:: Text shown ::

Recognizing that the move would stall action not just on health care reform but on a host of economic issues that are critical to unemployed Americans, Sanders had no choice but to pull the amendment off the floor. But he was not happy about what happened.
"The fact that 17 percent of our people are unemployed or underemployed, one out of four of our children are living on food stamps, we've got two wars, we've got global warming, we have a $12 trillion national debt, and the best the Republicans can do is try to bring the United States government to a half by forcing a reading of a 700 page amendment. That is an outrage," Sanders said. "People can have honest disagreements, but in this moment of crisis it is wrong to bring the United States government to a halt."
Opponents of real reform made the sad and frustrating spectacle that is the current debate all the more sad and frustrating.
But Sanders still has history on his side.
"At the end of the day -- not this year, not next year, but sometime in the future -- this country will come to understand that if we are going to provide comprehensive quality care to all of our people, the only way we will do that is through a Medicare-for-all, single-payer system," the senator says.
That is the truth, uttered by an honest reformer, in the midst of a debate on which Americans will one day look back in anger. Real reform is not coming this year or next. But it will, it must, come. And when it does, it should be remembered that Bernie Sanders tried to get the Senate to do the right thing.

:::
:: Extracted records ::

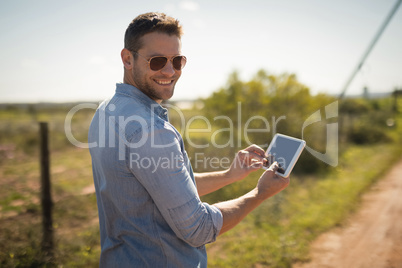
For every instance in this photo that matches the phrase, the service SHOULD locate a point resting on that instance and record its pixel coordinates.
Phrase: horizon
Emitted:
(70, 60)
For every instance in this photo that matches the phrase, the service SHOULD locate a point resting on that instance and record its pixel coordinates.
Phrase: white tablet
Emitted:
(285, 150)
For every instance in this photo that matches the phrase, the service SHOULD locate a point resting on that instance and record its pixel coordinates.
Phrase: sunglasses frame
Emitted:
(167, 59)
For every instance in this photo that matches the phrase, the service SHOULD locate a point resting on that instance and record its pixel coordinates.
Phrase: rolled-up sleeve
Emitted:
(162, 167)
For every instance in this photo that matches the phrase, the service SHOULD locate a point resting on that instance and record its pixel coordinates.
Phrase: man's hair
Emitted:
(148, 23)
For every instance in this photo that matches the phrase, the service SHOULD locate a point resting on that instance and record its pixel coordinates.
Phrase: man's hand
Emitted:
(270, 183)
(235, 210)
(250, 159)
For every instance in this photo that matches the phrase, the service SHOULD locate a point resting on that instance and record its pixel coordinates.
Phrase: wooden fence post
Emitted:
(46, 198)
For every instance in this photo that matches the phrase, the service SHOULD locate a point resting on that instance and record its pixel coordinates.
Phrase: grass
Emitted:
(279, 232)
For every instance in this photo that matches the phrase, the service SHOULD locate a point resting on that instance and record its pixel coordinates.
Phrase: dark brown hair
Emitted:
(148, 23)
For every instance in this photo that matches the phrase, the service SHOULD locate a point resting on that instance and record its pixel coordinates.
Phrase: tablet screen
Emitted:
(285, 150)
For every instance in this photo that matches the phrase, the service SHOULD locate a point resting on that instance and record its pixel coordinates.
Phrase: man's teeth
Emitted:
(163, 82)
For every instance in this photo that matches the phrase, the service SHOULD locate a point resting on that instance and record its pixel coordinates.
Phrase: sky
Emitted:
(64, 51)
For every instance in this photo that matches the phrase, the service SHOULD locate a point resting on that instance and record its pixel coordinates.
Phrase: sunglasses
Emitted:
(158, 62)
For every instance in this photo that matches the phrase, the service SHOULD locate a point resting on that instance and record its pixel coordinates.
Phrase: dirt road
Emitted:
(372, 237)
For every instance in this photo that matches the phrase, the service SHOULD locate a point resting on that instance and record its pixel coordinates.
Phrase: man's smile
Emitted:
(163, 82)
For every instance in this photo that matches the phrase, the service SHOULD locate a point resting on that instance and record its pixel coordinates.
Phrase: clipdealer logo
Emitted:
(107, 135)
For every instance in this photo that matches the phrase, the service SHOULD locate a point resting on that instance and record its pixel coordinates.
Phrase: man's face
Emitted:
(158, 85)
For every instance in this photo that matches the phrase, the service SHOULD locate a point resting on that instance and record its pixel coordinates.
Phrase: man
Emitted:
(150, 213)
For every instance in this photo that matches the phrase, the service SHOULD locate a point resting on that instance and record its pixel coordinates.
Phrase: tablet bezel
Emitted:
(295, 157)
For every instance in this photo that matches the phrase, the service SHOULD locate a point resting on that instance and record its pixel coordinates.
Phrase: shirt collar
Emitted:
(135, 93)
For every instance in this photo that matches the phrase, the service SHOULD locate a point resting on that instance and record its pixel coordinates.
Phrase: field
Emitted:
(277, 234)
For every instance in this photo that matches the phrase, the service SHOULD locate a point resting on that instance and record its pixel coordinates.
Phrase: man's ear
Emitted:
(127, 58)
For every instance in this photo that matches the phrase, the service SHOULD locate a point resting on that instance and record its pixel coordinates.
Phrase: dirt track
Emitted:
(372, 237)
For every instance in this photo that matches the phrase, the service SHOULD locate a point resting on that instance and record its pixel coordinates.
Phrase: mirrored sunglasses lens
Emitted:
(157, 63)
(179, 62)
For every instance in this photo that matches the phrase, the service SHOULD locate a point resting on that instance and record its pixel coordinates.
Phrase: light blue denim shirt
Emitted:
(150, 214)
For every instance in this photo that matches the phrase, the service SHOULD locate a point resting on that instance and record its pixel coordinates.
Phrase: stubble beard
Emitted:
(148, 89)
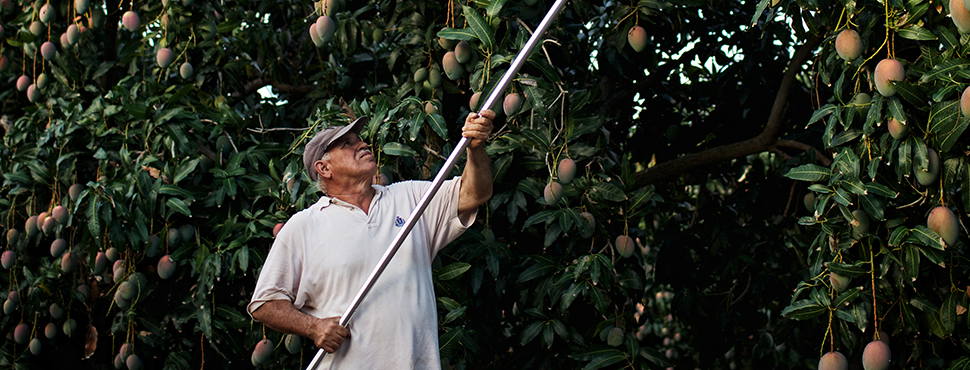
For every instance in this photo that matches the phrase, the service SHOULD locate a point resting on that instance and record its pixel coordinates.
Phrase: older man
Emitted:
(324, 254)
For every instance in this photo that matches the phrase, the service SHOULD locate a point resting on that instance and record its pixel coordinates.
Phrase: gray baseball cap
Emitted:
(314, 150)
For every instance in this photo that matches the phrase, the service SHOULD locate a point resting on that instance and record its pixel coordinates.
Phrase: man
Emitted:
(323, 255)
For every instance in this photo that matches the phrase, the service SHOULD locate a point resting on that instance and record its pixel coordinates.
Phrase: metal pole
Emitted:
(440, 177)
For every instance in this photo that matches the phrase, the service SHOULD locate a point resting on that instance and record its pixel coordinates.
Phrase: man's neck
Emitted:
(359, 196)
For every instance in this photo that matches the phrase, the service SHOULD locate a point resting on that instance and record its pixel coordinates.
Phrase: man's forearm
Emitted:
(476, 180)
(283, 317)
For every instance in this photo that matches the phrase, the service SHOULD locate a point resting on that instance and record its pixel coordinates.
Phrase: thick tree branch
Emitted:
(757, 144)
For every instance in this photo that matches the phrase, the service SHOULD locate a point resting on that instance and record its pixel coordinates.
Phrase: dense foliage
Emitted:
(698, 141)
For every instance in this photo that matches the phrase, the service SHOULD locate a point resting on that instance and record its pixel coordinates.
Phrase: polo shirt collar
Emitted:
(326, 201)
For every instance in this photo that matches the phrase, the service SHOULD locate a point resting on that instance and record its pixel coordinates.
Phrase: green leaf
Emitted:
(935, 322)
(541, 217)
(609, 357)
(438, 124)
(881, 190)
(874, 206)
(185, 170)
(943, 116)
(803, 309)
(945, 70)
(854, 314)
(915, 32)
(898, 237)
(854, 186)
(531, 332)
(949, 139)
(608, 191)
(482, 30)
(398, 149)
(846, 297)
(821, 113)
(924, 305)
(495, 7)
(809, 172)
(850, 270)
(453, 270)
(844, 137)
(842, 197)
(454, 314)
(179, 206)
(948, 313)
(896, 109)
(569, 295)
(911, 93)
(962, 363)
(536, 270)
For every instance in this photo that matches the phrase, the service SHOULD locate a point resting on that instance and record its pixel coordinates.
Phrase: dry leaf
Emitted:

:::

What is being asked:
List every problem facing the country that Sanders names in the passage about Bernie Sanders and health care reform, in his statement that begins "The fact that 17 percent of our people".

Response area:
- 17 percent of the people are unemployed or underemployed
- One out of four children are living on food stamps
- Two wars
- Global warming
- A $12 trillion national debt